Take down each entry exactly as written.

--*--

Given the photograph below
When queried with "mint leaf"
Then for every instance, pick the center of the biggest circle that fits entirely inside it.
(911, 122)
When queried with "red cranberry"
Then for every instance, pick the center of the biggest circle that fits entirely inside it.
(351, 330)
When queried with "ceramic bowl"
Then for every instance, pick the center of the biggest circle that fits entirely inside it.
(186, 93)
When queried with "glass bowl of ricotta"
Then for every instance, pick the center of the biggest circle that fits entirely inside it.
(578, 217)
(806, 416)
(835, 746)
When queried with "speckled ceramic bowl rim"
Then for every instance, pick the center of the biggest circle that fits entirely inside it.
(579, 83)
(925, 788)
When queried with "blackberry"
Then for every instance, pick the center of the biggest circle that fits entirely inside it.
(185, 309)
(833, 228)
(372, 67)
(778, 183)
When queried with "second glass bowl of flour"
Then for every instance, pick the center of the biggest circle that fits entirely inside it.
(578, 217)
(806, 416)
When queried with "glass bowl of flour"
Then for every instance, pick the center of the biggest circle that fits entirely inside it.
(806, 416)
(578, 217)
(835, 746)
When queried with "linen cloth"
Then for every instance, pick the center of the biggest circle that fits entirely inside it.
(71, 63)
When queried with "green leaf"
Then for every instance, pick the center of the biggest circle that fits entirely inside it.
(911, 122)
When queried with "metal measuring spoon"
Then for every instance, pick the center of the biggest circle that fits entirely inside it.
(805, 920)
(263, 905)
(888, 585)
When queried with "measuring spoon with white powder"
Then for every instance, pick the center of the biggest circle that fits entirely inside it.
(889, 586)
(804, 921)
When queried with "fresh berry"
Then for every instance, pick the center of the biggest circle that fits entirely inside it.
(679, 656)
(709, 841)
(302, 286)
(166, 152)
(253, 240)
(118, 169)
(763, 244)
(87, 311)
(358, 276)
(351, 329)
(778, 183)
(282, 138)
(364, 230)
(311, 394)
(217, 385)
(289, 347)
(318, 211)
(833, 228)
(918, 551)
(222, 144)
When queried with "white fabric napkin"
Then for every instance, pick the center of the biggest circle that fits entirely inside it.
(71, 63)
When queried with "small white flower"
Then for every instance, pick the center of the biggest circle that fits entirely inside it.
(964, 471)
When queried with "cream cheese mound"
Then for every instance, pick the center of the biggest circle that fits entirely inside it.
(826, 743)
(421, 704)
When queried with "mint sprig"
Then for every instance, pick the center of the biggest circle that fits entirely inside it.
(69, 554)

--*--

*Task output:*
Given the photograph below
When queried with "mint leaf"
Then for every instance, pick the center of the biggest circle that fits entirely inside it.
(911, 122)
When queried with "red cranberry"
Then for every instance, pick the center of the biggest circle that fits entirely inside it.
(351, 330)
When queried with "ceramic bowl"
Then for every instance, pick the center of the biggest circle that fits entirely inside it.
(186, 93)
When queried with "glass bowl of ricotta"
Then for every instance, pick the center of the biggest circle that fits entirely inside it.
(578, 217)
(806, 416)
(835, 746)
When queried with "speckled ceramic bowl rim"
Then for every instance, pick the center of the biggest circle that fits entirely inside it.
(579, 83)
(925, 788)
When queried with "blackberry"
Then for every instance, pick the center of the biggest circle that fits entirely inside it.
(185, 309)
(833, 228)
(372, 67)
(778, 183)
When queried with "second glass bowl of flour"
Then for every instance, pick the center of the biggest circle that fits entirely inside it.
(578, 217)
(806, 416)
When queried with "glass bowl of flour"
Then for every instance, pick the center of the biggest circle that fits entirely inside it.
(806, 416)
(578, 217)
(835, 746)
When queried with "linen cloth"
Then for every instance, pick the center of the biggest circle that fits entirely inside it.
(71, 63)
When queried with "green leaf"
Then for every instance, pick the center of the biggest circle that fits entirely inside it.
(911, 122)
When queried with "metal measuring spoon"
Then for every instance, pick the center of the biggest circle that fits entirely inside it.
(805, 920)
(263, 905)
(888, 585)
When queried with "measuring spoon with white powder"
Then for every instance, pick the center of the biggest circle that fits entirely inside it.
(889, 586)
(804, 921)
When queried with "fresh berry"
Then for every instance, pick the center of the biggest circle that fits entirely inside it.
(679, 656)
(709, 841)
(302, 286)
(166, 152)
(253, 240)
(118, 169)
(763, 244)
(87, 311)
(358, 276)
(351, 329)
(778, 183)
(282, 138)
(364, 230)
(311, 394)
(217, 385)
(289, 347)
(318, 211)
(833, 228)
(918, 551)
(222, 144)
When queried with "white fabric napkin"
Then for every instance, pick the center of the biggest circle that fits entirely inside it.
(71, 63)
When queried with "small white flower"
Then for every instance, pick the center of the biggest circle that fits entirely inside it.
(964, 471)
When queried with "cream cheese mound"
Then for every instance, pick the center of the biggest circle that fits entirely inside it.
(826, 743)
(421, 704)
When queried with "mint sprig"
Then for every instance, pick the center of the biggest circle that fits entirely inside it.
(69, 554)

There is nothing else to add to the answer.